[Dataset records on where objects are located]
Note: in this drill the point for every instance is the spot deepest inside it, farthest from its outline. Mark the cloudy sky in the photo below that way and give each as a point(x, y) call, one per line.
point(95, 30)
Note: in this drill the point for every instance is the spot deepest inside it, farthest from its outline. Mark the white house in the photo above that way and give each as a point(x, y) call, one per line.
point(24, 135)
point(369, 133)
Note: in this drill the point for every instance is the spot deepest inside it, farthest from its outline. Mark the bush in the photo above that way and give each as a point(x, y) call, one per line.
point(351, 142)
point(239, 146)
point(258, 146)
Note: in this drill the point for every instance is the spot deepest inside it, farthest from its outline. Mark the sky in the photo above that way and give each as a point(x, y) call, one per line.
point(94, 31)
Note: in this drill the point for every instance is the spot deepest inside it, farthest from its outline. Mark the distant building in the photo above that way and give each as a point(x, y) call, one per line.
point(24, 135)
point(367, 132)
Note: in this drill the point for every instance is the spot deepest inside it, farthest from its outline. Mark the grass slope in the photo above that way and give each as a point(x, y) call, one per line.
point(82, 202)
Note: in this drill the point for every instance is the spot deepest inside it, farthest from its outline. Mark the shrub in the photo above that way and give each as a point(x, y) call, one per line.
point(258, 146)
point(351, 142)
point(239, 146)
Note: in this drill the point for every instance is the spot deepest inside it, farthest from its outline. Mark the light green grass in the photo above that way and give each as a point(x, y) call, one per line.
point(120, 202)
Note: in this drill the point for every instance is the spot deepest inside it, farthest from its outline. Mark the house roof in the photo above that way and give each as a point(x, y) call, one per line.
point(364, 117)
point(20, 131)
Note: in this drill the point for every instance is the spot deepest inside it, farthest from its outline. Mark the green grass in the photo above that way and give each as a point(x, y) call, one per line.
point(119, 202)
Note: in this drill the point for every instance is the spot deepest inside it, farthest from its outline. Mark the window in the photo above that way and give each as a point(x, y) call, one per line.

* **PROBLEM TO SOLVE**
Print every one of the records above again, line for line, with no changes.

* **RESULT BELOW**
Note: in this drill the point for every instance is the spot deepest inside it, farthest from its outline. Mark the cloudy sky in the photo below that way and give each as a point(x, y) call, one per line.
point(95, 30)
Note: in this drill the point for every instance is the spot deepest inside it, farthest from its outline. Mark the white house in the photo above that way and give each as a point(x, y) call, one per line.
point(24, 135)
point(369, 133)
Note: in this drill the point for every instance is the spot deepest inside it, farthest from its outline. Mark the bush in the photo above that way and give each as a point(x, y) call, one per line.
point(351, 142)
point(239, 146)
point(258, 146)
Note: in this drill the point for every instance is the spot deepest inside it, farthest from its outline. Mark the sky in the photo above that way and give each as a point(x, y) call, one per line.
point(94, 31)
Note: in this drill the point for every instance is the spot deepest inside it, farthest from its outline. Mark the distant building in the photo above that way and give each as a point(x, y) call, one per line.
point(24, 135)
point(367, 132)
Note: in this drill the point for every instance is the spot deepest inside it, farthest from its outline. Mark the grass slope in the photo above that way and give each as a point(x, y) call, one per line.
point(82, 202)
Note: in this drill the point for every instance is the spot deepest inside it, farthest from its outline. Mark the shrub in the photo above that way and give each as a point(x, y) call, one per line.
point(258, 146)
point(351, 142)
point(239, 146)
Note: in this drill the point for every instance is the spot deepest inside it, farthest from its outline. Mark the light green grass in the photo above that way and give each as a point(x, y) call, one per line.
point(120, 202)
Note: in this drill the point for every instance is the spot deepest inside it, farthest from its outline. Mark the house roof in the photo above that way and give each as a point(x, y) call, one per line.
point(364, 117)
point(20, 131)
Note: in this drill the point for every instance is the spot deepest inside it, farthest from its outline. Mark the green grass in the photo above that way and give each as a point(x, y) call, one per line.
point(119, 202)
Note: in this drill the point for every instance is the spot deepest inside it, farthest from its outline. Mark the window in the photo above that way and give each as a point(x, y) call, one per line.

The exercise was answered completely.